INTRODUCTION
Lactobacillus acidophilus is a gram-positive, homofermentative, and microaerophilic bacteria. It ferments sugars into lactic acid and grows readily in acidic pH (below 5.0) and is common in the gastrointestinal (GI) tract of humans and other animals [1]. L. acidophilus is used in the production of fermented food and dairy products and is a symbiont in humans and animals. L. acidophilus strains are commercially used in many dairy products for the production of yogurt, health foods, and several medicines [2]. Some strains of L. acidophilus have probiotic characteristics. Several studies have shown that L. acidophilus exhibits various probiotic effects in humans and animals and helps in lowering cholesterol levels, preventing and treating diarrhea, modulating the immune system, and suppressing cancer [3,4].
Recently, there has been an increasing interest in developing methods to modulate the animal intestinal microbiota to improve health. The GI tract of healthy dogs contains Lactobacillus species, such as L. acidophilus [5]. Even after considering inter-individual variations, L. acidophilus is established in the gut of dogs soon after birth, similar to humans and other mammals. As it grows, it reaches compositional stability, with its principal activity being inhibition of undesirable microorganism proliferation [6]. Additionally, commensal gut bacteria positively interact with the host immune system, producing a wide range of metabolites crucial for host physiology. The gut bacteria depend on their host for nutrients and to maintain a stable ecosystem [7]. Therefore, the phylogenetic differentiation of L. acidophilus strains reflects their co-evolution with their vertebrate hosts. Previous studies have characterized the phylogenetic and genetic features of L. acidophilus strains isolated from diverse hosts using their genomic data [8, 9]. To date, dozens of strains isolated from several hosts have been studied and are published in the National Center for Biotechnology Information Center (NCBI). However, the phylogenetic and genetic features of L. acidophilus strains isolated from canine intestines remain unknown.

#### ACTIONS TO TAKE:
1) In the introduction on Lactobacillus acidophilus, what remains unknown about strains of the bacterium?
2) Reproduce word for word the part of the Lactobacillus acidophilus introduction that starts at the words "INTRODUCTION" and stops after "suppressing cancer [3,4].".
3) Extend the introduction on Lactobacillus acidophilus past its last sentence.

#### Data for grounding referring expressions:

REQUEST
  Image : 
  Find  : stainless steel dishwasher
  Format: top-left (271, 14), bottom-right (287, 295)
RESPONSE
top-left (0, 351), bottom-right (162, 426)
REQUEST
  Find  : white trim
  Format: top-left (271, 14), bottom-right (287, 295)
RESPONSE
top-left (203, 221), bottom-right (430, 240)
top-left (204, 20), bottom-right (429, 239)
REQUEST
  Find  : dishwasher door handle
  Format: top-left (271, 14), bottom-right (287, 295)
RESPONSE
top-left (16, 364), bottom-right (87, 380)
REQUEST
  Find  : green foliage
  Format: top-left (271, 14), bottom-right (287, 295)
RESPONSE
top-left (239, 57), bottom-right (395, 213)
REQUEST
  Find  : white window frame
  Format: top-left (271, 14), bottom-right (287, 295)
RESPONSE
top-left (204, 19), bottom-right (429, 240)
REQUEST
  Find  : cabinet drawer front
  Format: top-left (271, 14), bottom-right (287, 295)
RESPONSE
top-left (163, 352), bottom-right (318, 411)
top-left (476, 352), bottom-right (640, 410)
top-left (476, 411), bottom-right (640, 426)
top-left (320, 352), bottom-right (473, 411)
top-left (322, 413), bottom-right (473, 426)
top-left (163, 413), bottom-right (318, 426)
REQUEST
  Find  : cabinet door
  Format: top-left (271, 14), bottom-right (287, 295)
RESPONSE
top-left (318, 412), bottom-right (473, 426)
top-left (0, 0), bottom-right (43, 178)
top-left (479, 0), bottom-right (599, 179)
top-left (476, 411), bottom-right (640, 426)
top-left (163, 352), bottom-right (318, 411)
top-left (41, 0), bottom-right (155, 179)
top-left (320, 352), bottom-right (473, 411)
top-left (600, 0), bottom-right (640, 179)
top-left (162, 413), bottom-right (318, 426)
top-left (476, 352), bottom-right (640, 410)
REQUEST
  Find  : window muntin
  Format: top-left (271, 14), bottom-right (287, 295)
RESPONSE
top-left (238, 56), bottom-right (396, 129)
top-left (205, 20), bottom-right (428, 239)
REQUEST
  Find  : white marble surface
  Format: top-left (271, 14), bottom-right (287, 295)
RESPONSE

#### ANSWERS IN ORDER:
1) The phylogenetic and genetic features of strains isolated from canine intestines.

2)
INTRODUCTION
Lactobacillus acidophilus is a gram-positive, homofermentative, and microaerophilic bacteria. It ferments sugars into lactic acid and grows readily in acidic pH (below 5.0) and is common in the gastrointestinal (GI) tract of humans and other animals [1]. L. acidophilus is used in the production of fermented food and dairy products and is a symbiont in humans and animals. L. acidophilus strains are commercially used in many dairy products for the production of yogurt, health foods, and several medicines [2]. Some strains of L. acidophilus have probiotic characteristics. Several studies have shown that L. acidophilus exhibits various probiotic effects in humans and animals and helps in lowering cholesterol levels, preventing and treating diarrhea, modulating the immune system, and suppressing cancer [3,4].

3)
Recently, with the development of long-read and high-throughput DNA sequencing technologies, whole-genome studies have become increasingly feasible and affordable, making the genomic data of diverse organisms publicly available. Based on this data, comparative genomic analysis of strains within the same species has provided insights into modified, acquired, or lost genetic features closely related to the evolution and adaptation to specific environments [10]. In this study, we sequenced canine-derived L. acidophilus strain (C5) and performed comparative genomic analysis (pan-genome and the ratio of non-synonymous to synonymous substitutions [dN/dS] analysis) to profile its genetic characteristics.
MATERIALS AND METHODS
L. acidophilus C5 was isolated from dog feces (Shih Tzu, male) in Korea by Woogene B&G and was kindly provided for research purposes. L. acidophilus C5 was cultivated on modified de Man, Rogosa and Sharpe (MRS) (mMRS, with 0.05% cysteine-HCl) in an anaerobic atmosphere (5% hydrogen, 5% carbon dioxide, and 90% nitrogen) for 48 h at 37°C.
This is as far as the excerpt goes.